__Wat te doen__
Kun je de onderstaande passage over bescherming tegen benadeling volledig en woord voor woord weergeven?

___ Documentpassage ___

Artikel 9. Bescherming van andere betrokkenen tegen benadeling

De werkgever zal:

  • a. de adviseur in dienst van de werkgever niet benadelen vanwege het fungeren als adviseur van de melder;

  • b. de vertrouwenspersoon niet benadelen vanwege het uitoefenen van de in deze regeling beschreven taken;

  • c. de onderzoekers die in dienst zijn van de werkgever niet benadelen vanwege het uitoefenen van de in deze regeling beschreven taken;

  • d. een werknemer die wordt gehoord door, documenten verstrekt aan of anderszins medewerking verleent aan de onderzoekers niet benadelen in verband met het te goeder trouw afleggen van een verklaring.

Artikel 10. Intern en extern onderzoek naar benadeling van de melder

  • 1.

    De melder die meent dat sprake is van benadeling in verband met het doen van een melding van een vermoeden van een misstand, kan de gemeentesecretaris verzoeken om onderzoek te doen naar de wijze waarop er binnen de organisatie met hem wordt omgegaan.

  • 2.

    Ook de personen bedoeld in artikel 6 kunnen de gemeentesecretaris verzoeken om onderzoek te doen naar de wijze waarop er binnen de organisatie met hen wordt omgegaan.

___ Aangeleverde gegevens ___

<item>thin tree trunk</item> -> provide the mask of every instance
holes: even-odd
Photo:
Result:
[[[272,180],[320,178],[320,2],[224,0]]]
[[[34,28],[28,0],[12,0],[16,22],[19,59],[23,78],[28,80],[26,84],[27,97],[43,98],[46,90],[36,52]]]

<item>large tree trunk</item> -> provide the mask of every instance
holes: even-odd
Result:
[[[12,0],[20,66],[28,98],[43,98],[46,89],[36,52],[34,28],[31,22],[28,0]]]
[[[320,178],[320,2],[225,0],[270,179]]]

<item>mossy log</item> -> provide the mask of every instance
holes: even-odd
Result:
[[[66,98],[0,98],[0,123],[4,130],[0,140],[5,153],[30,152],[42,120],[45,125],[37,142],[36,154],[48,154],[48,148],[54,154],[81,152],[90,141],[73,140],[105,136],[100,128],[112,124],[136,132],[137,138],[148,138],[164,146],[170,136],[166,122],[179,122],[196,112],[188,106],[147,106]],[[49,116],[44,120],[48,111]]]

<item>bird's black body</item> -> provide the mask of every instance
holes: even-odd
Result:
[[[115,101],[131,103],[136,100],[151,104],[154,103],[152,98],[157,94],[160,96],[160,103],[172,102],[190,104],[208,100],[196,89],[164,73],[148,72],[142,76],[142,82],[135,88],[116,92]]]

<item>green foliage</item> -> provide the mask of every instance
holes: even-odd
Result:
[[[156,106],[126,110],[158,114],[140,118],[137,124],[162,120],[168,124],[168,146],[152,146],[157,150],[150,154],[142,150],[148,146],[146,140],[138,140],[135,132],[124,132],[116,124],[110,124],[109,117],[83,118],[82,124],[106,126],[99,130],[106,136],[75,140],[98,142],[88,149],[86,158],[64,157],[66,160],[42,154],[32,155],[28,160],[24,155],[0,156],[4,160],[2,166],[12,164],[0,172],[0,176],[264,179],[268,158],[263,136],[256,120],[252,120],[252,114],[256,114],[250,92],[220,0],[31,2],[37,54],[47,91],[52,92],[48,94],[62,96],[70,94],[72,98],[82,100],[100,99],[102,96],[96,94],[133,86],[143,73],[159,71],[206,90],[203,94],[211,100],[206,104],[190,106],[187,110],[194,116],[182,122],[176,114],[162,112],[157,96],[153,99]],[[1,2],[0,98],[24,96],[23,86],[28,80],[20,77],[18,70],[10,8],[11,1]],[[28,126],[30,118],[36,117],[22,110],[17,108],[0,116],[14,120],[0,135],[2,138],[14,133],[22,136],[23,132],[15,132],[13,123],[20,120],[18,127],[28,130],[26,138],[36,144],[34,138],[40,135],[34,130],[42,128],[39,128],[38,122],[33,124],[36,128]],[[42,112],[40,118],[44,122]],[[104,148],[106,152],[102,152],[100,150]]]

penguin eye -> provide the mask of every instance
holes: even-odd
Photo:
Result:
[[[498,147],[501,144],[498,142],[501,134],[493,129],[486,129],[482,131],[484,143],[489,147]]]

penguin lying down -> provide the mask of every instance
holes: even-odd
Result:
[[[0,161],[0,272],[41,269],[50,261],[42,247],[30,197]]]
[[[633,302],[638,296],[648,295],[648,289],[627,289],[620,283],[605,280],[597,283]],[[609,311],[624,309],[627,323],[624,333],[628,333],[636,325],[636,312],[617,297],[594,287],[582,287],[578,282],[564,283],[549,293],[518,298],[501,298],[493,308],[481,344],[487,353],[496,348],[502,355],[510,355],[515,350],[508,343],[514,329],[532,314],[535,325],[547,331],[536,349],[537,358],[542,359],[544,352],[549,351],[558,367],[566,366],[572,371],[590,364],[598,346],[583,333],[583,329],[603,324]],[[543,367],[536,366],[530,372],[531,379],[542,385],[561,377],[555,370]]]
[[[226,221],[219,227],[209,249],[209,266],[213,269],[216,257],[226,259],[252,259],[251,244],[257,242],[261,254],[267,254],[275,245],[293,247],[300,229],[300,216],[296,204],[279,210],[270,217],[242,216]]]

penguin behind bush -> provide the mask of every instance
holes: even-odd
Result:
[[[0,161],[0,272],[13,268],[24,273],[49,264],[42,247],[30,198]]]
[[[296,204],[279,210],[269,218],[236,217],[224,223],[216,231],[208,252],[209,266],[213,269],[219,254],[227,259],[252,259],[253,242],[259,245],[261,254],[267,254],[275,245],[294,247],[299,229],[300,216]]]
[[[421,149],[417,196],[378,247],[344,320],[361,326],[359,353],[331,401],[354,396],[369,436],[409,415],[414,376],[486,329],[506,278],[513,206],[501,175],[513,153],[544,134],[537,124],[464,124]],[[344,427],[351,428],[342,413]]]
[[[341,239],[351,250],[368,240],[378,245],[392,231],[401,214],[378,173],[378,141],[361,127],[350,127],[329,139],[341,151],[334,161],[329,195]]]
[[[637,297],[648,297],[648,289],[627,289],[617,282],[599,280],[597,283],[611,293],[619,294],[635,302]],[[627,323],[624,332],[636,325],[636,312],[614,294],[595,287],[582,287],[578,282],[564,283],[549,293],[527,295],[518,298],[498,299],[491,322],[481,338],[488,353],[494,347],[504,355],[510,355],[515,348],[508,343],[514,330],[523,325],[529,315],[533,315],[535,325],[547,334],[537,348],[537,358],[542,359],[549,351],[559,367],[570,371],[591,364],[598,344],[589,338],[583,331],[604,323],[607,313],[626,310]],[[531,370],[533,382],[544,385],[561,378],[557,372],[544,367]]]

___

__Geschreven antwoord__
Artikel 9. Bescherming van andere betrokkenen tegen benadeling

De werkgever zal:

  • a. de adviseur in dienst van de werkgever niet benadelen vanwege het fungeren als adviseur van de melder;

  • b. de vertrouwenspersoon niet benadelen vanwege het uitoefenen van de in deze regeling beschreven taken;

  • c. de onderzoekers die in dienst zijn van de werkgever niet benadelen vanwege het uitoefenen van de in deze regeling beschreven taken;

  • d. een werknemer die wordt gehoord door, documenten verstrekt aan of anderszins medewerking verleent aan de onderzoekers niet benadelen in verband met het te goeder trouw afleggen van een verklaring.

Artikel 10. Intern en extern onderzoek naar benadeling van de melder

  • 1.

    De melder die meent dat sprake is van benadeling in verband met het doen van een melding van een vermoeden van een misstand, kan de gemeentesecretaris verzoeken om onderzoek te doen naar de wijze waarop er binnen de organisatie met hem wordt omgegaan.

  • 2.

    Ook de personen bedoeld in artikel 6 kunnen de gemeentesecretaris verzoeken om onderzoek te doen naar de wijze waarop er binnen de organisatie met hen wordt omgegaan.